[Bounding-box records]
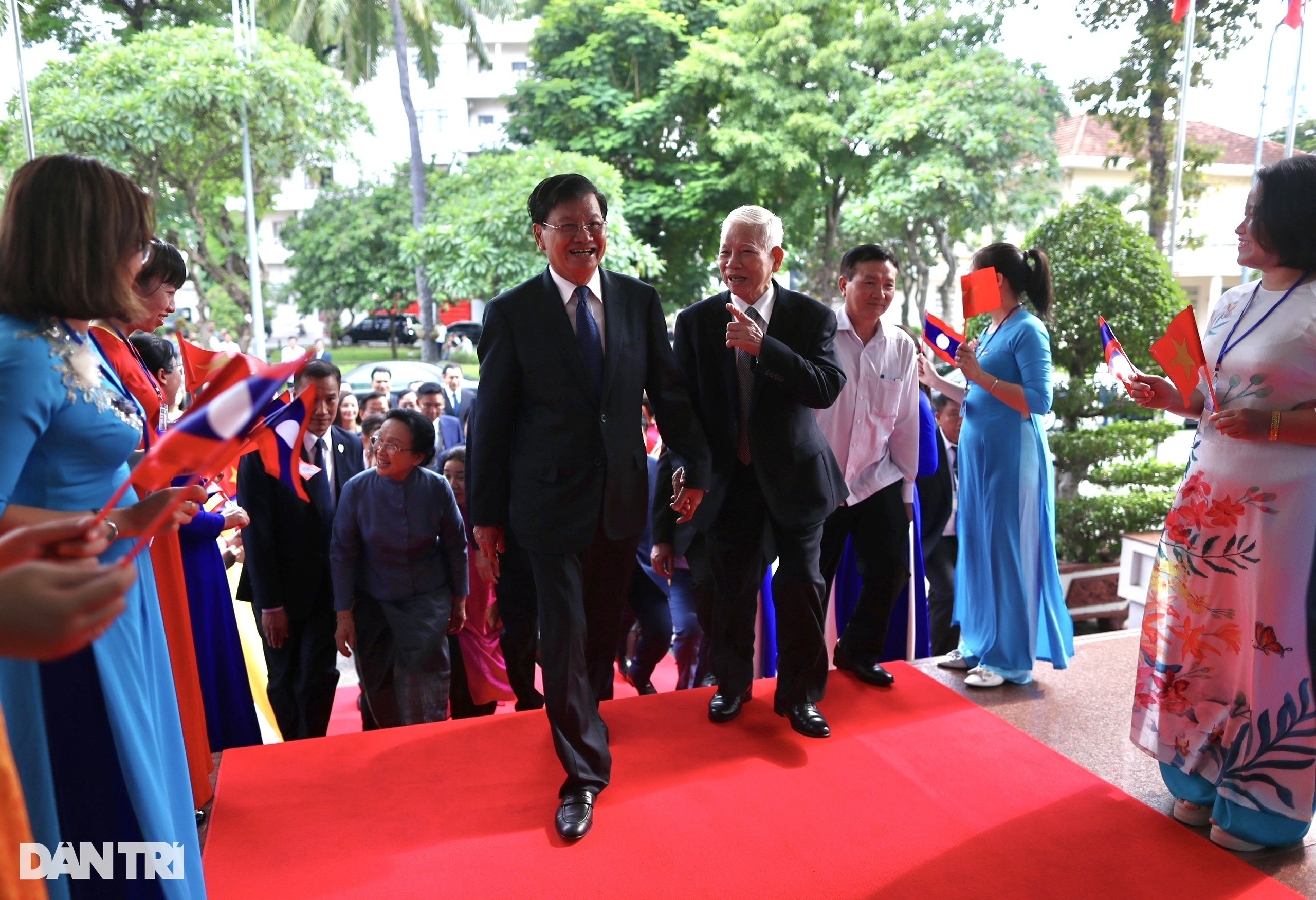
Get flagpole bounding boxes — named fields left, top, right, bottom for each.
left=1285, top=17, right=1307, bottom=159
left=9, top=0, right=37, bottom=162
left=233, top=0, right=266, bottom=362
left=1170, top=0, right=1198, bottom=275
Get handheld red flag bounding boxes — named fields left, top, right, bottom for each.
left=178, top=337, right=234, bottom=395
left=959, top=266, right=1000, bottom=322
left=1152, top=306, right=1216, bottom=407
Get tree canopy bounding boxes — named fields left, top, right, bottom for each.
left=404, top=148, right=662, bottom=300
left=3, top=25, right=366, bottom=342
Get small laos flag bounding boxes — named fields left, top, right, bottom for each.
left=132, top=357, right=309, bottom=491
left=923, top=313, right=964, bottom=366
left=253, top=381, right=320, bottom=503
left=1096, top=316, right=1138, bottom=391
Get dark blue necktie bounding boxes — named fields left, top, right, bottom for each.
left=575, top=284, right=602, bottom=402
left=306, top=438, right=333, bottom=520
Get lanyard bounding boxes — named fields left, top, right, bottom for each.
left=978, top=304, right=1024, bottom=357
left=1211, top=272, right=1311, bottom=384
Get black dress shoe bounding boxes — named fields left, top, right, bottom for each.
left=773, top=703, right=832, bottom=737
left=708, top=688, right=754, bottom=722
left=553, top=791, right=594, bottom=841
left=832, top=645, right=896, bottom=687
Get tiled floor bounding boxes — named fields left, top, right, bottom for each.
left=913, top=630, right=1316, bottom=897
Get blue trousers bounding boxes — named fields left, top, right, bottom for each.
left=1161, top=763, right=1311, bottom=848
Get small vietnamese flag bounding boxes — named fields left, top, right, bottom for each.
left=959, top=266, right=1000, bottom=322
left=1152, top=306, right=1215, bottom=405
left=178, top=337, right=234, bottom=395
left=923, top=313, right=964, bottom=366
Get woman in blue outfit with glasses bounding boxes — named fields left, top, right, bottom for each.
left=926, top=244, right=1074, bottom=688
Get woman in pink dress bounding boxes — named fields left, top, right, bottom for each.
left=444, top=445, right=516, bottom=719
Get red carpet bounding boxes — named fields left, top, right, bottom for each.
left=205, top=663, right=1297, bottom=900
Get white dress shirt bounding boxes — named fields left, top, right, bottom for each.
left=732, top=280, right=776, bottom=328
left=813, top=306, right=919, bottom=507
left=937, top=426, right=959, bottom=537
left=301, top=428, right=338, bottom=500
left=549, top=266, right=607, bottom=347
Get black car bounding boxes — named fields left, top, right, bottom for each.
left=338, top=313, right=417, bottom=347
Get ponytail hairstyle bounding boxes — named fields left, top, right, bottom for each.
left=973, top=244, right=1055, bottom=320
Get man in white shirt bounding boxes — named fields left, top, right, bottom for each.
left=815, top=244, right=919, bottom=687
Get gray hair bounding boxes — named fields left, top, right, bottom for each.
left=721, top=205, right=785, bottom=250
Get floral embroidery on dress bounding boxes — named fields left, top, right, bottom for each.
left=14, top=319, right=142, bottom=429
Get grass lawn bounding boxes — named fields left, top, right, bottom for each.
left=329, top=346, right=480, bottom=379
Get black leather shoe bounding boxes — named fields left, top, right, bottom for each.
left=553, top=791, right=594, bottom=841
left=773, top=703, right=832, bottom=737
left=832, top=645, right=896, bottom=687
left=708, top=688, right=754, bottom=722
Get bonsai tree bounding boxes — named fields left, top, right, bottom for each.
left=1025, top=196, right=1183, bottom=562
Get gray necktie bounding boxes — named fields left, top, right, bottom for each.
left=736, top=306, right=767, bottom=466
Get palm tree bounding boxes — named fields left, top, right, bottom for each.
left=263, top=0, right=516, bottom=362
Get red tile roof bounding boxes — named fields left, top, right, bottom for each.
left=1054, top=113, right=1285, bottom=166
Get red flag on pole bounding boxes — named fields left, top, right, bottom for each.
left=959, top=266, right=1000, bottom=322
left=1152, top=306, right=1216, bottom=407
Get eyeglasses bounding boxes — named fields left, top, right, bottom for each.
left=540, top=223, right=608, bottom=238
left=370, top=437, right=411, bottom=456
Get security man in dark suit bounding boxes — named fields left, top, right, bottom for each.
left=238, top=359, right=364, bottom=741
left=673, top=207, right=848, bottom=737
left=467, top=175, right=708, bottom=838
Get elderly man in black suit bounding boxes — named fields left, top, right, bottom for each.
left=238, top=359, right=364, bottom=741
left=467, top=175, right=708, bottom=838
left=673, top=207, right=848, bottom=737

[TASK DIRECTIONS] Rewrite the records from their start through the line containing "left=1170, top=0, right=1198, bottom=275", replacing "flagpole" with "mast" and keeping everything else unchanged. Omit the pictures.

[RESULT]
Get mast bounding boxes — named fields left, top, right, bottom for each.
left=1285, top=17, right=1307, bottom=159
left=9, top=0, right=37, bottom=162
left=233, top=0, right=266, bottom=362
left=1170, top=0, right=1198, bottom=275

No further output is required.